## [Problems and tasks]
1) Could you reproduce everything in the thread on async in Emacs from "It's unfortunate that" down to "this moving forward.", substituting "ido" for "icomplete"?
2) Can you put everything in the records, from their first line down to the line containing "(153, 1165)", into a numbered list and leave out any blank lines?

* begin Selected extract *

No, it stills require patch from company-mode

[dgutov]

I've pushed the fix, check it out.

@blahgeek @kiennq @yyoncho

[dgutov]

Regarding "faux async", @joaotavora any anyone else who might be interested: ES6 is indeed a good reference (it is both popular and similar enough to Elisp in concurrency limitations).

await actually does return control to the caller (right away, or close enough). Because it's just syntactic sugar, and any function that uses await must be async: meaning, it returns a Promise. Check out this guide, for example.

It's unfortunate that we still don't have an official async convention for completion tables, for use with icomplete and other modes. Someday we'll get more developers with experience in asynchronous code on emacs-devel, and finally get this moving forward.

[kiennq]

@dgutov I believe we can implement similar await/async behavior on Emacs already with generator.el. There's even emacs-aio which provides similar await/async syntax.

[joaotavora]

await actually does return control to the caller (right away, or close enough). Because it's just syntactic sugar, and any function that uses await must be async: meaning, it returns a Promise.

@dgutov I criticized your assertion made here, which I quote:

"any async workload is a suspended or parallelized computation which, upon its creation, returns control to the caller and allows the caller to choose what to do in the case of success or failure"

I did it using an example of a different, non-faux, valid way to do async programming that doesn't conform to those suppositions of what "any" async workload is. My point is, summarily, that calling a primitive based on sit-for -- say jsonrpc-request in jsonrpc.el -- is very much like calling await jsonrpcRequest() in JavaScript. My point is also that this is more comfortable to the programmer.

* end Selected extract *
* begin Given records *

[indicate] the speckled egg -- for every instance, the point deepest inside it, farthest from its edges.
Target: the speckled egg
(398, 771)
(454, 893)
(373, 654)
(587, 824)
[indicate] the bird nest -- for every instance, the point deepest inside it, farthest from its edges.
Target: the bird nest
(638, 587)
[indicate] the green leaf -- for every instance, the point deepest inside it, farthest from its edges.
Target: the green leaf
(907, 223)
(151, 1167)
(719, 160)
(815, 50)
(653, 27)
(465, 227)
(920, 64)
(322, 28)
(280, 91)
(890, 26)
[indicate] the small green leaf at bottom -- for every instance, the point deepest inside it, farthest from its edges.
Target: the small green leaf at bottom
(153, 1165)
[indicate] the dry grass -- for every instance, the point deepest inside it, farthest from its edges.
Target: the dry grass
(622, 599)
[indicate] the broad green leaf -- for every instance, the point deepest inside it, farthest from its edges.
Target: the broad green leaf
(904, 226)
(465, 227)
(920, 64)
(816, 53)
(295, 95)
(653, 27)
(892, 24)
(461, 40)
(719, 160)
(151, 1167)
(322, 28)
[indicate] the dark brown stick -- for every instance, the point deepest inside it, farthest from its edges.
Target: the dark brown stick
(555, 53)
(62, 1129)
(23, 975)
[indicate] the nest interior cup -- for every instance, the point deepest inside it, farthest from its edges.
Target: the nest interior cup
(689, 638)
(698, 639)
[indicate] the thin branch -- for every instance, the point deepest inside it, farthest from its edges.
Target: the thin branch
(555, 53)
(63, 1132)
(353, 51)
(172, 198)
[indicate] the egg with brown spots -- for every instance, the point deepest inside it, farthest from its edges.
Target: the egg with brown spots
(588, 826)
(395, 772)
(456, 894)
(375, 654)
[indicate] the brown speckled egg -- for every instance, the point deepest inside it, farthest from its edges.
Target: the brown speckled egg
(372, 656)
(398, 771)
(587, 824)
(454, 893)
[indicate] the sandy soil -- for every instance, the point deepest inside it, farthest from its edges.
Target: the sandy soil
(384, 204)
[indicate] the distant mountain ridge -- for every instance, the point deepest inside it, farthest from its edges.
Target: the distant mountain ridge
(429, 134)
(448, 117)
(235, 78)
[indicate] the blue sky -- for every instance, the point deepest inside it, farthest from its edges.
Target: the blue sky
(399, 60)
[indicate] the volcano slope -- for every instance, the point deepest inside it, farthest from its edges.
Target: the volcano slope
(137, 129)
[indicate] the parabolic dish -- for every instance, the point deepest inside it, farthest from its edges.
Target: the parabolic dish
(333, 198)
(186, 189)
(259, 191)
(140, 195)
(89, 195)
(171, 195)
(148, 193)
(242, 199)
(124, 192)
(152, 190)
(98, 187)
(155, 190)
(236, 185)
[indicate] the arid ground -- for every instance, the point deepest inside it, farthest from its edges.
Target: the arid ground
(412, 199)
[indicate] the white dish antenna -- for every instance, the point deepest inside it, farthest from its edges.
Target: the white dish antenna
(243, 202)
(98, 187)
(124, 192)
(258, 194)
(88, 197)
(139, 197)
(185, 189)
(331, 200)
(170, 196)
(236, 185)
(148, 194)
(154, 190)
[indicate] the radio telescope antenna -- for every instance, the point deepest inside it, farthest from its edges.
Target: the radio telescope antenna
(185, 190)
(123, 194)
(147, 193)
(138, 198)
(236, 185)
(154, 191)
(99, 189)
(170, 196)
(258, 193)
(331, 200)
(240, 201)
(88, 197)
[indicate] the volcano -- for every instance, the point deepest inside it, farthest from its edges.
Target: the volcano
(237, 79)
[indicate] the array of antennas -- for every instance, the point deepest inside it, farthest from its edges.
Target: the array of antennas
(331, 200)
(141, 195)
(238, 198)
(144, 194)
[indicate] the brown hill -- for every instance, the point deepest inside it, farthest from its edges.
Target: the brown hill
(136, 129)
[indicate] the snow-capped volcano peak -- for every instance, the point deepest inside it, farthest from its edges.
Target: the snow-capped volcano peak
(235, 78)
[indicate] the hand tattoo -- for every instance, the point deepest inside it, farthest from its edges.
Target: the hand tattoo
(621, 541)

* end Given records *

## [Answer set]
1)
It's unfortunate that we still don't have an official async convention for completion tables, for use with ido and other modes. Someday we'll get more developers with experience in asynchronous code on emacs-devel, and finally get this moving forward.

2)
1. [indicate] the speckled egg -- for every instance, the point deepest inside it, farthest from its edges.
2. Target: the speckled egg
3. (398, 771)
4. (454, 893)
5. (373, 654)
6. (587, 824)
7. [indicate] the bird nest -- for every instance, the point deepest inside it, farthest from its edges.
8. Target: the bird nest
9. (638, 587)
10. [indicate] the green leaf -- for every instance, the point deepest inside it, farthest from its edges.
11. Target: the green leaf
12. (907, 223)
13. (151, 1167)
14. (719, 160)
15. (815, 50)
16. (653, 27)
17. (465, 227)
18. (920, 64)
19. (322, 28)
20. (280, 91)
21. (890, 26)
22. [indicate] the small green leaf at bottom -- for every instance, the point deepest inside it, farthest from its edges.
23. Target: the small green leaf at bottom
24. (153, 1165)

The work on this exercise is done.